● Data shown
───
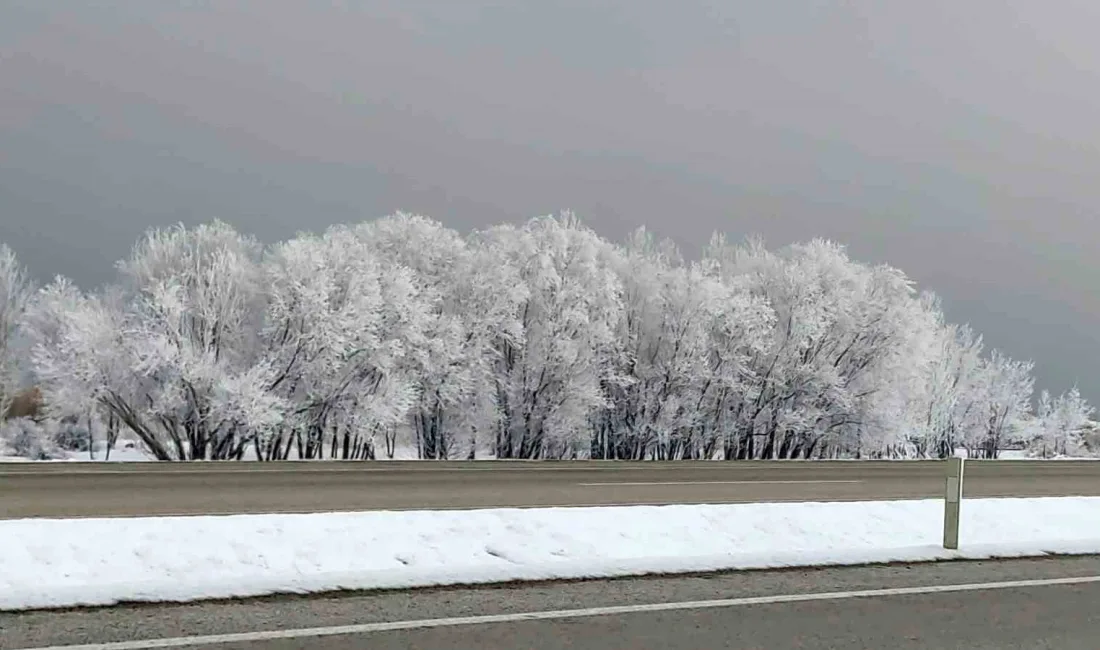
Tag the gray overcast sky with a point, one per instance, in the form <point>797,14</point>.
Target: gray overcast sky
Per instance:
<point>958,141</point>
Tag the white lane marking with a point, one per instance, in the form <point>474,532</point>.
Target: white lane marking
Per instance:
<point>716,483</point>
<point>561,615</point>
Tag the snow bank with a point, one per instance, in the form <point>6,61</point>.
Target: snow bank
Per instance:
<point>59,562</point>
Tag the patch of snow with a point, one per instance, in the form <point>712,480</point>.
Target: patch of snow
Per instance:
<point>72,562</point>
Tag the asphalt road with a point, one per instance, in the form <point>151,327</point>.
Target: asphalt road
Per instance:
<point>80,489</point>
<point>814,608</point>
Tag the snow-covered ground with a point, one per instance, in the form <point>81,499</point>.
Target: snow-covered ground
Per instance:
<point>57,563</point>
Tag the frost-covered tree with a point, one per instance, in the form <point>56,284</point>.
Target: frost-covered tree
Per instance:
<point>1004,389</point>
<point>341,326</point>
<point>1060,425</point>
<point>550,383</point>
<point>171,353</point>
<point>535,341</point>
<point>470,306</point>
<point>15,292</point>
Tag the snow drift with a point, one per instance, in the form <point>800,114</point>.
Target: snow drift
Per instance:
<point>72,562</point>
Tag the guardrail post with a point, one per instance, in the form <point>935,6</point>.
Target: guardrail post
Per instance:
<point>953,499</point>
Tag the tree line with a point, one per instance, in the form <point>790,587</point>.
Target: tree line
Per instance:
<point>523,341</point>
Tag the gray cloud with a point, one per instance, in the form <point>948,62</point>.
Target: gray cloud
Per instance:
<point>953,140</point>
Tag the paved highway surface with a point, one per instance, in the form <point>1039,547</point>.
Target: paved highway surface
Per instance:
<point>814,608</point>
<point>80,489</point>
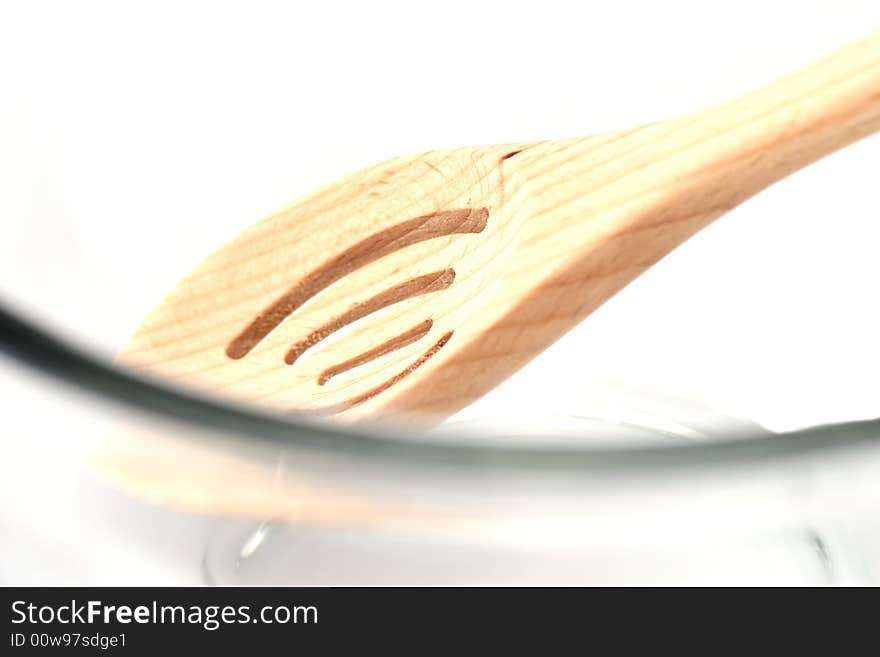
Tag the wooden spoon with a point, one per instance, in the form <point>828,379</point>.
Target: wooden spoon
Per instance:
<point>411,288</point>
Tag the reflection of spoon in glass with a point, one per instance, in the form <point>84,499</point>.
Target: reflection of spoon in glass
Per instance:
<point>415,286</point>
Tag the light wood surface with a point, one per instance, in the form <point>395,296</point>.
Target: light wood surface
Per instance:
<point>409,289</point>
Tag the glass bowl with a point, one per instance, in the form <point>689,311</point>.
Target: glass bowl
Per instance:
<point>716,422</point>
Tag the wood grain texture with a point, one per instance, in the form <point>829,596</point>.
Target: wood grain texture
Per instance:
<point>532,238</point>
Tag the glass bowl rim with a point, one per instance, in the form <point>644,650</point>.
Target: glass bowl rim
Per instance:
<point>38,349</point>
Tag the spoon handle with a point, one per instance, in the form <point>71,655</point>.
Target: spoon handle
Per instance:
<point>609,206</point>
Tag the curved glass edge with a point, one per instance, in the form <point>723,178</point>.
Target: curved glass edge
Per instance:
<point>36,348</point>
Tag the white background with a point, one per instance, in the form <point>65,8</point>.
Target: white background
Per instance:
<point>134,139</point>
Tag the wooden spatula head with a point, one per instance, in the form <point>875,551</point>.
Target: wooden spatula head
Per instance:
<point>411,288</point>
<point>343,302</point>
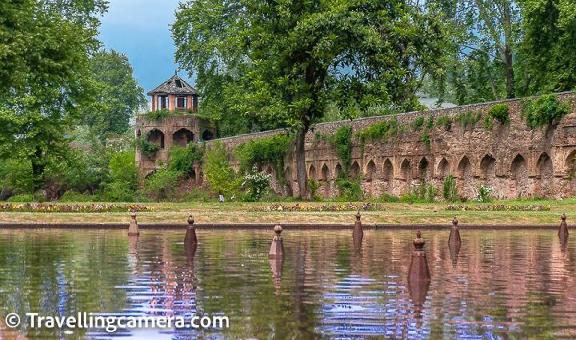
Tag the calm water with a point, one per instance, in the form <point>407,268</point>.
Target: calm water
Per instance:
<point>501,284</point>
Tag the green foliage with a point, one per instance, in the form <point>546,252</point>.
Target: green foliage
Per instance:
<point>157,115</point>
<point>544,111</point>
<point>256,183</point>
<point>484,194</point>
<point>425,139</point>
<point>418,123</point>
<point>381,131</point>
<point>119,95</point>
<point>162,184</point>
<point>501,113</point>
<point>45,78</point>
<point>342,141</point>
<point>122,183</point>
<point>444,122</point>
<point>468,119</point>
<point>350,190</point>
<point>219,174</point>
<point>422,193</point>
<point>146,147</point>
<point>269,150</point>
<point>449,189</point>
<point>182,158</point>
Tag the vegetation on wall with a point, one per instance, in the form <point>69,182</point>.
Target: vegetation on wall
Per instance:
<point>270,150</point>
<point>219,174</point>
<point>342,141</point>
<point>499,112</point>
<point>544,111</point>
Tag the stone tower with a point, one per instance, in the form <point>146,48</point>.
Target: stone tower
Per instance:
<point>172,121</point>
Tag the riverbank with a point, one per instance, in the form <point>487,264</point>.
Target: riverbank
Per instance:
───
Which of the lines in the data contain the string "green"? Return each one.

Tag the green foliage with a point, one per instance, in the form <point>546,252</point>.
Target: green foliage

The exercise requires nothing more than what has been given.